→ INSTRUCTION
Can you pick up the forum post about balancing teams by Elo rating where it stops and carry it forward?

→ PAGE TEXT
[start]

How to improve my team creation logic?

How to improve my team creation logic? - c#

I had one day to create a program that, when given a .csv file with the columns: [Name] | [Elo Rating], would output another .csv file with balanced teams. The user can choose how many players they want per team.
This is probably the programming project I enjoyed the most, but it is highly inefficient given the rushed time frame and my limited knowledge of how best to implement such a task. It is similar to this question, but I would prefer not to simplify the process into just placing the players into teams based on the rating order (faster, but less accurate than what I already have). Can you give suggestions on how I could make this run faster without sacrificing accuracy?
The logic I went with is this:
Find all the possible team combinations.
Find the average rating of all the team combinations & find the closest team rating to that average
Select the first team that has the average rating from step 2.
Remove all the teams that have any of these players in them.
Repeat #2, #3, and #4 until all the teams are made.
Step 1 was accomplished by this answer and works excellently.

[end]

→ STORED ROWS

[start]

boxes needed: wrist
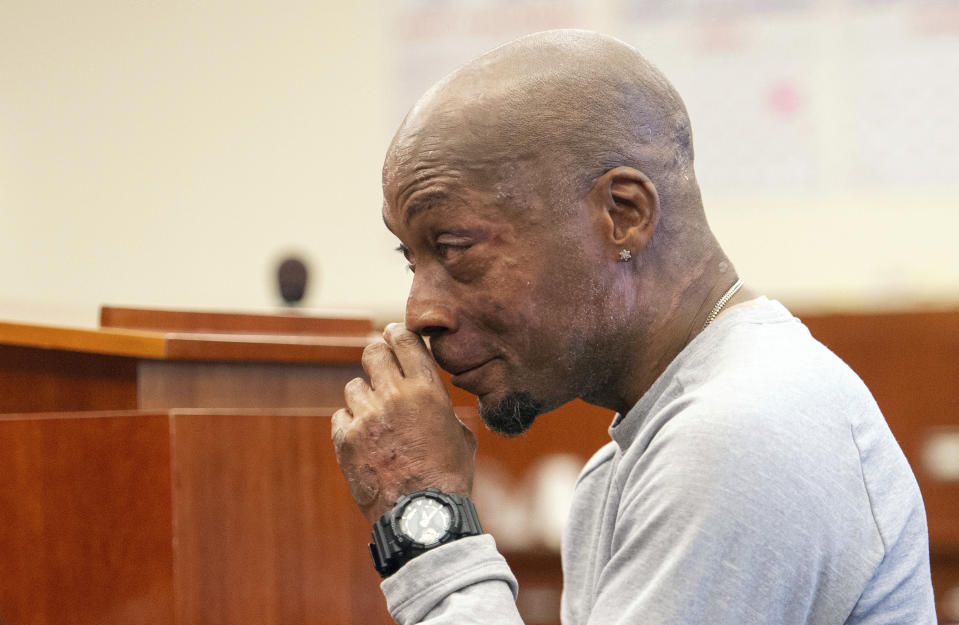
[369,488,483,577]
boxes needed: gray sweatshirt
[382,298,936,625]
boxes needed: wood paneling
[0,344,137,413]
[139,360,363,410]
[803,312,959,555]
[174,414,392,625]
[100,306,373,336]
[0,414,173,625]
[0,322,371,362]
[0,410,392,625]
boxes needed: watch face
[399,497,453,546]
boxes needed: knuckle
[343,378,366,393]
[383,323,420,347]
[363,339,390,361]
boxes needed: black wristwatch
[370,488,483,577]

[end]

→ THE OUTPUT
Step 2 might be more of a math question. I'm not sure if the average of the player's ratings is equal to the average ratings of all the teams. I'm using a slightly modified version of this answer because I am using a dictionary to hold the name & rating. I wouldn't need this dictionary if just averaging the player's ratings was just as accurate.
float average = teamScoreDict.Average(s => s.Value);
var closestScoreToAvg = teamScoreDict.Values.Aggregate((x, y) =>
Math.Abs(x - average) < Math.Abs(y - average) ? x : y);
Step 3
static Team FindTeam(float targetScore)
{
var selectedTeam = new Team();
//grabbing the first team with the proper score and adding it to final teams (not perfect since there could be multiple teams with the same score)
for (int i = 0; i < teams.Count; i++)
{
if (teams[i].TeamRating == targetScore)
{
selectedTeam = teams[i];
//add these players to the list of players who have already been selected
foreach (var player in teams[i].Player)
if (!usedPlayers.Contains(player.Key))
usedPlayers.Add(player.Key);
//remove the score and team then break
teamScoreDict.Remove(teams[i].Id);
teams.Remove(teams[i]);
break;
}
}
return selectedTeam;
}
Step 4 is what I believe to be the slowest part of this task. I thought removing the teams each iteration would make the subsequent team searches faster, which it does, but the removal process is slow.
static void RemoveTeamsWithUsedPlayers()
{
for (int i = teams.Count - 1; i >= 0; i--)
{
if (teams[i].Player.Any(kvp => usedPlayers.Contains(kvp.Key)))
{
teamScoreDict.Remove(teams[i].Id);
teams.Remove(teams[i]);
}
}
}
The results are excellent (My last run with 40 players into 5 man teams with elo ratings from 1300-2200 gave me 8 teams with only 19 point difference between the highest and lowest team's total score [8498 vs 8517]).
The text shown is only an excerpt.